Passage provided =
--------------------------------

An Inquiry Into The Gerehu Recreational Land Grab

Residents of the Port Moresby suburb Gerehu are incensed over the loss of the public space at the heart of their community and are demanding answers from the man they elected to represent them, National Capital District Governor, Powes Parkop.

Konda’lane Properties Limited, the company at the centre of the dispute, says the land has been re-zoned for development and it has a valid State lease. To support its claim, Konda’lane has a court order approving the construction of a boundary fence.

NCD Governor Powes Parkop, it appears, has taken a seemingly contradictory stance.

Parkop is trying to appease his constituents by claiming the public land has been ‘sold fraudulently’ in a ‘clever scam’. Yet, according to the courts, as NCD Governor and Chair of the Physical Planning Board, he did nothing to appeal or try to overturn a 2013 Ministerial decision to rezone the land.

Parkop and the NCD also appear to have taken no action when one parcel of the land was advertised for residential development in the National Gazette in October 2013, a process that resulted in the issuing of a State lease in 2015.

They also did nothing to challenge the lease, when, in 2015, Konda’lane made an application to the NCD Physical Planning Board, which is chaired by Parkop, for permission to fence the land.

Meanwhile, Lands Minister John Rosso, and his Department, seem to have a different take on the matter. They are seeking to recover a commercial lease over the same land, also issued to Konda’lane, a lease Konda’lane says was granted as a replacement for its original residential development lease, but which the National Court thought was highly suspect and refused to endorse.

To unravel these contradictions and take us beyond the political posturing, PNGi has examined the public record to try and uncover the facts. What we have found suggests that both the politicians and the man behind Konda’lane, Luther Makap, have some serious questions to answer and the whole affair is deserving of official investigation.

--------------------------------

Excerpted records =
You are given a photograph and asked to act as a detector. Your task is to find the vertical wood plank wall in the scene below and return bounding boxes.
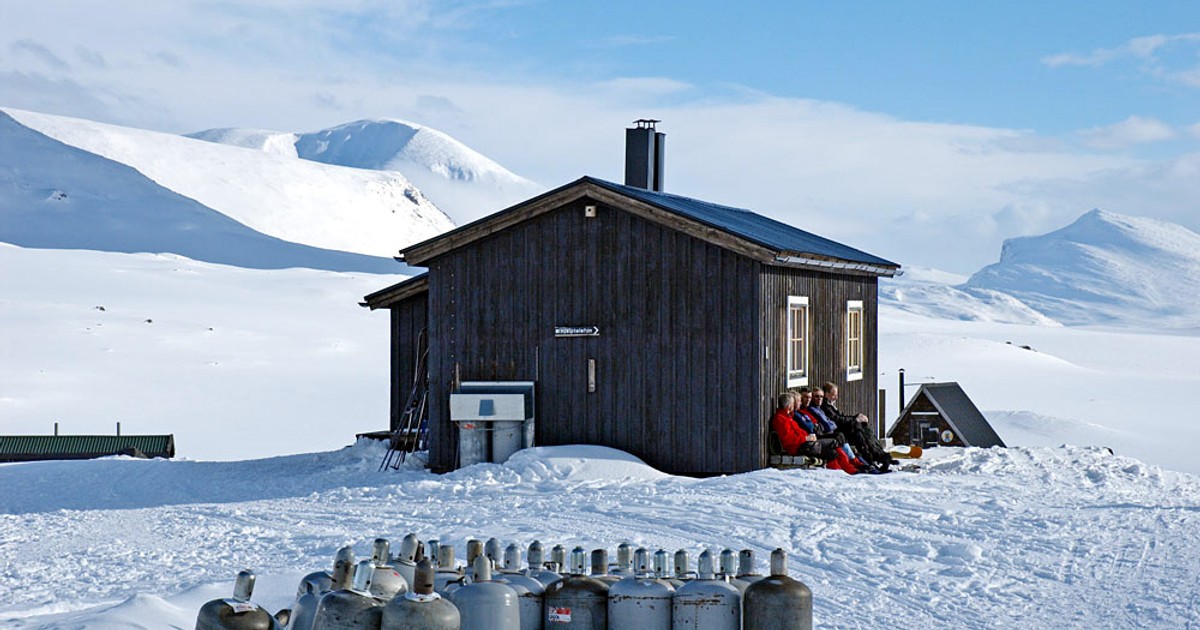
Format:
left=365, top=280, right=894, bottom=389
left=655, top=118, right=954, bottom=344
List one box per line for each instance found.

--------------------------------

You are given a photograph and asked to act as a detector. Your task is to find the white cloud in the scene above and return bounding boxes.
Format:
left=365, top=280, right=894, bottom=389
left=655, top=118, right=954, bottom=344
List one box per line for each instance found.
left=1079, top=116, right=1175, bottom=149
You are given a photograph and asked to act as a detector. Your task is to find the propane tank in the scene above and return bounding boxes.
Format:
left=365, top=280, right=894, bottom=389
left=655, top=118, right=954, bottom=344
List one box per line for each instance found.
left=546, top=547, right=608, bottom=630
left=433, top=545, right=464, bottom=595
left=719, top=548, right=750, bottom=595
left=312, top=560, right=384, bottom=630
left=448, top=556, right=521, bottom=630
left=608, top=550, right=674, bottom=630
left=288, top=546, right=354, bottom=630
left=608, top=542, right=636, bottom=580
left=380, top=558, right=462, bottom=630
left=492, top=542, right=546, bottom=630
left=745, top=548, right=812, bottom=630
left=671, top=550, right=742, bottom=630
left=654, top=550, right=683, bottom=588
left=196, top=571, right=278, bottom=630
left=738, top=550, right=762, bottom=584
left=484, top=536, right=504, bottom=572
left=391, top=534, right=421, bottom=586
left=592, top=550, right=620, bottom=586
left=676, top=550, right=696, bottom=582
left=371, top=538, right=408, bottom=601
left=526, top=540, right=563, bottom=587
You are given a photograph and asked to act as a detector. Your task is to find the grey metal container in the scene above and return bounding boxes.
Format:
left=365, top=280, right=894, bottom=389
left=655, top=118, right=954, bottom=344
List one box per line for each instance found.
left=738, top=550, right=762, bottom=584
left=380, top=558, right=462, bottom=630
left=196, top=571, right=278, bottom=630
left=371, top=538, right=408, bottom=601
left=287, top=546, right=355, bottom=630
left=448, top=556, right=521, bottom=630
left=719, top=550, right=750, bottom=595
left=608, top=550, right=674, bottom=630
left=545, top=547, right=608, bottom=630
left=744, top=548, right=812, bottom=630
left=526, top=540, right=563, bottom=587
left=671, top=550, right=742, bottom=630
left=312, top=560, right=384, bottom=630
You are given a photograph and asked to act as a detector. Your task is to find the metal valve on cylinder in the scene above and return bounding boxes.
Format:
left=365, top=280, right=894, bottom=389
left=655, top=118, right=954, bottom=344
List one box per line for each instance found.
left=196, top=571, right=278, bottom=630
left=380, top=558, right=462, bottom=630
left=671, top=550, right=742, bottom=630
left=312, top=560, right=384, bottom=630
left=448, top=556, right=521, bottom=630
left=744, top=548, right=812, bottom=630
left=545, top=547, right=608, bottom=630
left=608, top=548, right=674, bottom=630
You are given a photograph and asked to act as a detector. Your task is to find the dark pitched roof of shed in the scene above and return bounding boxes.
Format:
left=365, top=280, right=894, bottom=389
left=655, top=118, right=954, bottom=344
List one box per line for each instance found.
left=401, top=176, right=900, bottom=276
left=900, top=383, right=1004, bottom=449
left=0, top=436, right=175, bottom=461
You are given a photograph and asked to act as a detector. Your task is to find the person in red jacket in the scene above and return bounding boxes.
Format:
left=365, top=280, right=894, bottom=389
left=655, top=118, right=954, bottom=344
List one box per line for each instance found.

--------------------------------

What you will do =
**A.** Turn the labeling rows in the stretch from the one containing "find the white" through the one containing "left=1079, top=116, right=1175, bottom=149" into a two-column CSV with the headers request and boxes. Write one CSV line per request, putting its text and its answer each in a single quoted field with line breaks replaced by spaces.
**B.** Go on with the piece about the Gerehu recreational land dispute, picking up after its final paragraph.

Task-by-task outputs =
**A.**
request,boxes
"You are given a photograph and asked to act as a detector. Your task is to find the white cloud in the scene above and return bounding boxes. Format: left=365, top=280, right=894, bottom=389 left=655, top=118, right=954, bottom=344 List one box per line for each instance found.","left=1079, top=116, right=1175, bottom=149"

**B.**
The cover story

On its face, the whole matter seems simple.

A residential property developer spied vacant land in Gerehu,  an area where everyone acknowledges there is a high demand for more housing.

The land was then acquired in a complex process that was laid out before the courts in 2017 when Konda’lane Properties took legal action against the National Capital District over a particular block of land known as Lot 1 Section 416 in Hohola.

The land had originally been zoned Open Space for Recreational Purposes, which meant it could not be developed.

Section 416 in Gerehu is home to a community playground and open space for local sports

In 2012, Konda’lane applied to have the land re-zoned and subdivided for a residential development of houses and apartments. The application was rejected but Konda’lane appealed the decision.

In June 2013, the appeal was upheld by the Minister and the land was subsequently re-zoned and subdivided.

In October 2013, one of the three subdivided lots (Lot 23 Section 416) was advertised for lease, subject to the condition that housing be built on the land within five years.

Konda’lane applied for, and was subsequently granted a lease. The lease was issued on 17 August 2015.

In October 2015, Konda’lane applied for planning permission to erect a fence around the land. The application was refused, apparently on the basis that the application would involve re-zoning the land from open space to residential.

When Konda’lane’s appeal against the refusal of planning permission was rejected, it issued court proceedings seeking to review and quash the decision.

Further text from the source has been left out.